Records excerpted from a collection:
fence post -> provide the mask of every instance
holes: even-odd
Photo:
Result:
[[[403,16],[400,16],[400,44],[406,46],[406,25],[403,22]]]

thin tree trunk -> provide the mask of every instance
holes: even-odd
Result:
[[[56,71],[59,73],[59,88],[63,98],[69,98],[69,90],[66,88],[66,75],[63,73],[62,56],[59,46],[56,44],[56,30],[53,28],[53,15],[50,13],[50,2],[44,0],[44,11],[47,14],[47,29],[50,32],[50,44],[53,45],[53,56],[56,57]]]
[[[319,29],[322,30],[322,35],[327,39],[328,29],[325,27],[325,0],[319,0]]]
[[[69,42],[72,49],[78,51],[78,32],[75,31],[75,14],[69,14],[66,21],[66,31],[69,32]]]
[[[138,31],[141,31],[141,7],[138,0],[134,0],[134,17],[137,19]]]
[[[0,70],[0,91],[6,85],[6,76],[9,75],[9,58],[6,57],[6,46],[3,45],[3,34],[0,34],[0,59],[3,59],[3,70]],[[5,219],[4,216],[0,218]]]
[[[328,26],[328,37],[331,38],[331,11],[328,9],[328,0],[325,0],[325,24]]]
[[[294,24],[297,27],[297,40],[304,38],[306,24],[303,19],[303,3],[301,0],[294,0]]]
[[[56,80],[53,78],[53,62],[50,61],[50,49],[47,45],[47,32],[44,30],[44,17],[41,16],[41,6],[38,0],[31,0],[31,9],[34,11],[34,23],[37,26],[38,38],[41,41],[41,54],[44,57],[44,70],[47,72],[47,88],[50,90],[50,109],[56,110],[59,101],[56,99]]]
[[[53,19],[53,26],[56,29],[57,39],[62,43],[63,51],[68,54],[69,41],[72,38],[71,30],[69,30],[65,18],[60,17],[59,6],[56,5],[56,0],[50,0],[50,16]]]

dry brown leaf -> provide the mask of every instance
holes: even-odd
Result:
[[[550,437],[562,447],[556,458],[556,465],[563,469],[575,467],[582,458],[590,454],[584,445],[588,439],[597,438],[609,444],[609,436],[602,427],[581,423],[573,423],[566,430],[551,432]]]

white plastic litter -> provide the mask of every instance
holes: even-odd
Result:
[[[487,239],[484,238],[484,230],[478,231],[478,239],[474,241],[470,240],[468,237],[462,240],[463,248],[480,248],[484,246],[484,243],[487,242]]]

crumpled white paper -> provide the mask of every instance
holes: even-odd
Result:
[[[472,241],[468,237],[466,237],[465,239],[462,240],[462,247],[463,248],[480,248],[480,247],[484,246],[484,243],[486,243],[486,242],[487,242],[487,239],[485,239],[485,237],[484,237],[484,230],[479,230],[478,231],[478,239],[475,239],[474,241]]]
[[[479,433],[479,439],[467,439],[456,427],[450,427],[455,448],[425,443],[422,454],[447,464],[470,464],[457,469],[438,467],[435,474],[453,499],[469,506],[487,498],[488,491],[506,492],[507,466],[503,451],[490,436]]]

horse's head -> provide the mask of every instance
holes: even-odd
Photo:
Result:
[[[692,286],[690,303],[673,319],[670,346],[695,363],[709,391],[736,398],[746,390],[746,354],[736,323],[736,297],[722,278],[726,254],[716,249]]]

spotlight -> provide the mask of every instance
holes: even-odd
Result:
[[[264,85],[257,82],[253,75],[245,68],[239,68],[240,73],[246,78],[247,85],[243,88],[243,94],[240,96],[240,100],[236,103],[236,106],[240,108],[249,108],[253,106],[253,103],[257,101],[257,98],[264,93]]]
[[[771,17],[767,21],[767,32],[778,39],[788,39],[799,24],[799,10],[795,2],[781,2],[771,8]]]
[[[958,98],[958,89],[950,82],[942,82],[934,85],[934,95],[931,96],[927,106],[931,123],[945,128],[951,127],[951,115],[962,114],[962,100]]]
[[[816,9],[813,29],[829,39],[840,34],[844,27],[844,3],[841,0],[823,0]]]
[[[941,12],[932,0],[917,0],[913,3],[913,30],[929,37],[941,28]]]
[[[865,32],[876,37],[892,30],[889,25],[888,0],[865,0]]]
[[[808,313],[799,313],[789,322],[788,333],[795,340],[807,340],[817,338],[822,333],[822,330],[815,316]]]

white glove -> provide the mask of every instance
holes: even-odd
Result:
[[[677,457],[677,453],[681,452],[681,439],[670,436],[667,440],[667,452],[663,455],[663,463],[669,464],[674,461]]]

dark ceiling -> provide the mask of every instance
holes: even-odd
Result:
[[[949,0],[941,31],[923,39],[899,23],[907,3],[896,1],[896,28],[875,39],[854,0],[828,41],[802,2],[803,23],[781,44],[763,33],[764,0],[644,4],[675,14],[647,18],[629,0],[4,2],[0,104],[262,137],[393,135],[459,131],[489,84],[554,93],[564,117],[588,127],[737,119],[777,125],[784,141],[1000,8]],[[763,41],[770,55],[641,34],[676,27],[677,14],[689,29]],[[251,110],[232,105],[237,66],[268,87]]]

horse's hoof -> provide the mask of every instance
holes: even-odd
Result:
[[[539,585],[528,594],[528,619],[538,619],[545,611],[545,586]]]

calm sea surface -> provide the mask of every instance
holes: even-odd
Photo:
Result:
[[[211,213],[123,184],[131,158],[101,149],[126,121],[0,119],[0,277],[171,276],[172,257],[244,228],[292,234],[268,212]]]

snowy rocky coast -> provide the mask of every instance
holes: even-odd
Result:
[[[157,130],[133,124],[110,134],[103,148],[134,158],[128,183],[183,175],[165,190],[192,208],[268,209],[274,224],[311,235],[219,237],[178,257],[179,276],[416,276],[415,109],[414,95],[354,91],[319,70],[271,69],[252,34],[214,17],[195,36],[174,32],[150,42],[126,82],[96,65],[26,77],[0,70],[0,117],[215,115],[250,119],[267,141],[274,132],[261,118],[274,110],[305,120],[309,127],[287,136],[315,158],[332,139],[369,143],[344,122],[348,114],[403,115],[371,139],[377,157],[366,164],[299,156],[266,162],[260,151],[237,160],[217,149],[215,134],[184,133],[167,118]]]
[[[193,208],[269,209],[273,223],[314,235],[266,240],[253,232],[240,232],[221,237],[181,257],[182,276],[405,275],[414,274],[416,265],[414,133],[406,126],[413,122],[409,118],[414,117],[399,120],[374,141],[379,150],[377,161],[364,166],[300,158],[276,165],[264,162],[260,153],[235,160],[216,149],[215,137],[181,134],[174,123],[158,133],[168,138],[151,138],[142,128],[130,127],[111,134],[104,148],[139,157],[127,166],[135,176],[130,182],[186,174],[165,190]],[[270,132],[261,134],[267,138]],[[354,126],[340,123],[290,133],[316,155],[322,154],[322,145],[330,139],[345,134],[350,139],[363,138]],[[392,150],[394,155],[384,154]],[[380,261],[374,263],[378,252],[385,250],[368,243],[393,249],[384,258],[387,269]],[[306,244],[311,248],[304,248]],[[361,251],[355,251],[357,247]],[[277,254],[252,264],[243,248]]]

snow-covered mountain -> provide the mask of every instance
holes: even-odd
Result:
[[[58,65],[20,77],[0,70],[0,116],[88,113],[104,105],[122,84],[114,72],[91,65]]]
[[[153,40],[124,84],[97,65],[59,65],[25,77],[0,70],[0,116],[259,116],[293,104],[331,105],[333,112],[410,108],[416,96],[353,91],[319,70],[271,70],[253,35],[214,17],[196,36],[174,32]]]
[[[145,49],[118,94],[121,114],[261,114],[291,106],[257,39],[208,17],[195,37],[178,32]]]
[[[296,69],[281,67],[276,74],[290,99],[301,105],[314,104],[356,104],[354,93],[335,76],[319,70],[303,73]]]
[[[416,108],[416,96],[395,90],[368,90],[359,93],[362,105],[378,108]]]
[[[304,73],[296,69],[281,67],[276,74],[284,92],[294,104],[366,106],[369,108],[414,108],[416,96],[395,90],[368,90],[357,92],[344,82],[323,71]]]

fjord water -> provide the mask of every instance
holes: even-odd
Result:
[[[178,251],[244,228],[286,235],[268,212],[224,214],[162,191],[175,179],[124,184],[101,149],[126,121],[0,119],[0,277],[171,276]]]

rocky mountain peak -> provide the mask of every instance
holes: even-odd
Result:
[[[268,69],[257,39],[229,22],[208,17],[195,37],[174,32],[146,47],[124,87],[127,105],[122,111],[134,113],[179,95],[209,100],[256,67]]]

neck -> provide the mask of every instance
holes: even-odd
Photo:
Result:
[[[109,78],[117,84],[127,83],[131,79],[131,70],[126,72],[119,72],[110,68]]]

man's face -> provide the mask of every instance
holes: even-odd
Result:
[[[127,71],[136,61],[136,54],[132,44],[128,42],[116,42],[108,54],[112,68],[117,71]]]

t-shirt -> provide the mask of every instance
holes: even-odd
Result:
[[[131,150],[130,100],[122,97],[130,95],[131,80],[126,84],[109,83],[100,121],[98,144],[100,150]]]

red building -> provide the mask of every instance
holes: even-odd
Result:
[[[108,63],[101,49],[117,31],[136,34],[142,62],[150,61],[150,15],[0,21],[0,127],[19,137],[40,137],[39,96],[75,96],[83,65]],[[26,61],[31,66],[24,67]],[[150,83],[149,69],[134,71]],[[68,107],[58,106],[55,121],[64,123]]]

Task to carry out ▸
Look over the records above and copy each line that includes the string "rocky".

Exercise answer ▸
snowy rocky coast -> provide the mask of every instance
rocky mountain peak -> provide the mask of every instance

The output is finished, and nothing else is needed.